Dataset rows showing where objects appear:
# # #
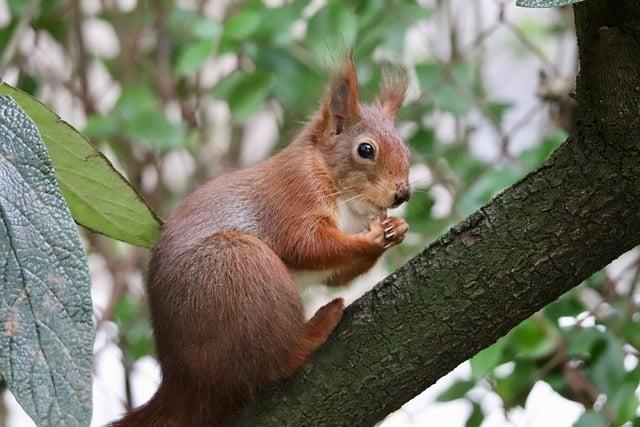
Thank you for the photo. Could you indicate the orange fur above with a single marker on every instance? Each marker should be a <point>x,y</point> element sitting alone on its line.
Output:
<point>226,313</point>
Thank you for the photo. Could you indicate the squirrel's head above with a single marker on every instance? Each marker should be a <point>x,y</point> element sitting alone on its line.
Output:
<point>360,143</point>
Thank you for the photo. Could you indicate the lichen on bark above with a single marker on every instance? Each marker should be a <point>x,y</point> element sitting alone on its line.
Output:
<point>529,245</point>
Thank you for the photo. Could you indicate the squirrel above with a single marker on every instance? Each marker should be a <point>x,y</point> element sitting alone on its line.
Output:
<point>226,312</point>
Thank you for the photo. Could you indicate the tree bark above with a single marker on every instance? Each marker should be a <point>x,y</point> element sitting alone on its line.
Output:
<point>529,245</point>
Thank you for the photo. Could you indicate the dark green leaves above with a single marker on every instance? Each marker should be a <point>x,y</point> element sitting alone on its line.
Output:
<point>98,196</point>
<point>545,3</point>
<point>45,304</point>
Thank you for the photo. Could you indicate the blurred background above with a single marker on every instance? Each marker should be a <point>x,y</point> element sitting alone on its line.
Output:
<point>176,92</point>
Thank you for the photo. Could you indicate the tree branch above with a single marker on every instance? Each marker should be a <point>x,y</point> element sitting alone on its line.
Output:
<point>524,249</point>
# # #
* [Instructions for the task] Copy every one of the lines above word for word, leaving the picture out.

* [Answer to the exercise]
Thank you for the photo. Could you indicate the orange fur above with a single marker on every instance? Each marker should be a <point>x,y</point> element sitting alone on its line.
Output:
<point>226,313</point>
Thank you for the photo. Could you indicate the squirrel's head above with a single marker on every instance? Each marker should be a <point>x,y</point> element sitting alone on its line.
Output:
<point>360,143</point>
Thank you for the photo. Could you indicate the lichen on bark above with a single marker on every instance? Each marker should be a <point>x,y</point> element sitting alone on its line.
Output:
<point>529,245</point>
Thank you for the photo. Could you indicate the squirrel above with a single marker on every instance? Each marker should be a <point>x,y</point> element sitting alone on its line.
Output:
<point>226,312</point>
Thank you for the photo. Could you indicate the tree bark above with a single marker on every instance? Each marker should be a <point>x,y</point> element sitting alone on its line.
Output:
<point>529,245</point>
Thank you for the photo. Could you indicate the dark green leaves above with a single marker on every instance? Each marker should be a <point>x,y</point> element sitting alone on its line.
Output:
<point>98,196</point>
<point>545,3</point>
<point>45,304</point>
Thank you for the photo. Could you indicate the blurred background above with a single marker on every instance? Each marker should be a <point>x,y</point> element sitting alone on its line.
Output:
<point>176,92</point>
Thank you for the photo. Could you indicate the tree branch above with a single marker on every instance? Each marker should be a <point>x,y</point> element sitting alone on its line.
Output:
<point>524,249</point>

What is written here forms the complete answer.